• What you will do: Could you return all of the records exactly, minus their images?

• Dataset records:

=== Section Start ===

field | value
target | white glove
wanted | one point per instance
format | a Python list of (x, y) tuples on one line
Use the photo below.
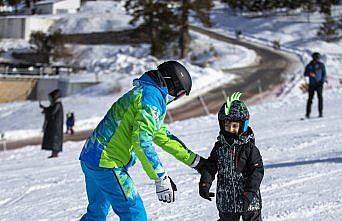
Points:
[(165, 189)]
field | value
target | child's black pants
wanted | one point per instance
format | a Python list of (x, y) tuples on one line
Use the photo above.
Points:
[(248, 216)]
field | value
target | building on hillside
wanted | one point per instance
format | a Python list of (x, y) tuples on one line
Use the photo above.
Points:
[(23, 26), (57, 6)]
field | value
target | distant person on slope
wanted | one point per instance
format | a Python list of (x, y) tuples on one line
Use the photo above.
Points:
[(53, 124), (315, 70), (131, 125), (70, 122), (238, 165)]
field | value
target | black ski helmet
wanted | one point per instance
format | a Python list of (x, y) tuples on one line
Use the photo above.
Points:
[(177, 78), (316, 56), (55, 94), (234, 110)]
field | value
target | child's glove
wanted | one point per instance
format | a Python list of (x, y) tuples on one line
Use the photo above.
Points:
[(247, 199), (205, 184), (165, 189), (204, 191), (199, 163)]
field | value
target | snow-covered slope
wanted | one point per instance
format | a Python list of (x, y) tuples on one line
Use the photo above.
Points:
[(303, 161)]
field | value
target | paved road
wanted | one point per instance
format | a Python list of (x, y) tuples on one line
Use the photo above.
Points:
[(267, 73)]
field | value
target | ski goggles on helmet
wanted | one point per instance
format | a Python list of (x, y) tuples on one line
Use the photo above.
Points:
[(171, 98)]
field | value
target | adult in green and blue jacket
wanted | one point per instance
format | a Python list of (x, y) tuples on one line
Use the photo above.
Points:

=== Section End ===

• Solution for this problem:
field | value
target | white glove
wanted | one point per instance
format | a Python list of (x, y) tuples on one line
Use the photo below.
Points:
[(165, 189)]
field | value
target | child's black pants
wanted | one point per instance
format | a Python list of (x, y) tuples on one line
Use the photo above.
Points:
[(248, 216)]
field | value
target | building on hillside
wanted | one point per instance
format | a Python list of (x, y) tuples on one line
Use the photo above.
Points:
[(23, 26), (57, 6)]
field | value
target | distant person on slope
wanted | one point per instance
format | a Python list of (x, y) tuples on one line
Use the photo above.
Points:
[(53, 124), (315, 70), (131, 125), (70, 122), (238, 165)]
field | value
target | black ski helmet
wanted | one point per instance
format | a Python list of (x, y) tuples on one line
Use the photo above.
Points:
[(177, 78), (316, 56), (55, 94), (234, 110)]
field | value
target | child's glove
wanted | one point per instance
format | a Python list of (x, y) tuples on one line
Use the photo above.
Points:
[(247, 199), (205, 184), (165, 189), (204, 191), (199, 163)]
field | value
target | snow-covered slope
wanted | one point per instance
format | a Python list of (x, y) tuples on one line
Use the photo above.
Points:
[(303, 161)]
field | value
target | paved road
wanted | one point per instance
format | a Python list of (x, y) tuples on one line
Use the photo above.
Points:
[(267, 73)]
field | value
target | ski goggles on helmet
wanted | one point per instance
format | a Python list of (x, y) tuples on one line
Use the photo above.
Points:
[(171, 98)]
field | value
target | adult in green and blue jacket
wanted | one point per instance
format | a Python list of (x, y) tuples on one line
Use the photo above.
Points:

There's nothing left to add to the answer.